— START Quoted text —

The first fascicle is a free download and the place to start.

------
khetarpal
I would recommend picking a project that you can do only in Assembly. For me,
this was creating a special waveform on a microchip controller. I had to
create a custom 800kHz signal using a 16MHz clock, so there was no way other
than to respect each and every clock cycle, and make the most of it.

The key is to choose a project that you are excited about. If you pick another
blah assembly tutorial, without the excitement of a project pushing you, your
enthusiasm will evaporate sooner or later.

------
zaptheimpaler
Check out the bomb lab from CMUs systems course. Its an assignment
specifically designed to teach you assembly and gdb via reverse engineering a
binary "bomb". There are 6 levels, and you need to figure out the right
password for each level by reading the assembly/inspecting the program via
gdb.

[http://csapp.cs.cmu.edu/public/labs.html](http://csapp.cs.cmu.edu/public/labs.html)

------
syncopate
A good way to learn asm is through books but there are not many for current
architectures (especially x64, except the official Intel manuals which are
quite good but also hard to read). Nevertheless, there are some on ARM which I
can recommend, namely: ARM System Developer's Guide by Sloss, Symes and
Wright. ARM Assembly Language by Hohl. ARM SoC Architecture by Furber.

IDA Pro is the industry standard for reverse engineering but it also is
expensive (like USD $2k). There is a free version but it doesn't offer 64bit,
so not really an option for modern ObjC or Intel computers. As you've
mentioned ObjC chances are you work on OS X. IDA pro is not working well on OS
X (the recommended way is to use the Windows version via virtualbox and not
the OS X version). Still, Hopper.app is a great alternative on OS X. Not as
good as IDA, but it has a Python interface, GDB support, and decompile support
for ARM, Intel (and some knowledge regarding Objc). And it's only ~USD$100.

— END Quoted text —
— START Information shown —

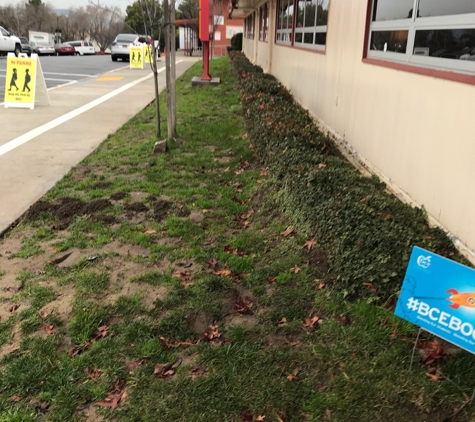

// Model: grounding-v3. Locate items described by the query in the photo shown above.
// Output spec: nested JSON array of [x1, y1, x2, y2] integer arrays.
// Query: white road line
[[0, 69, 100, 78], [0, 67, 165, 157]]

— END Information shown —

→ **What is asked**: Please list every book the assembly-learning thread recommends by title, with the authors it gives for each.

→ **Output for this exercise**:
- ARM System Developer's Guide, by Sloss, Symes and Wright
- ARM Assembly Language, by Hohl
- ARM SoC Architecture, by Furber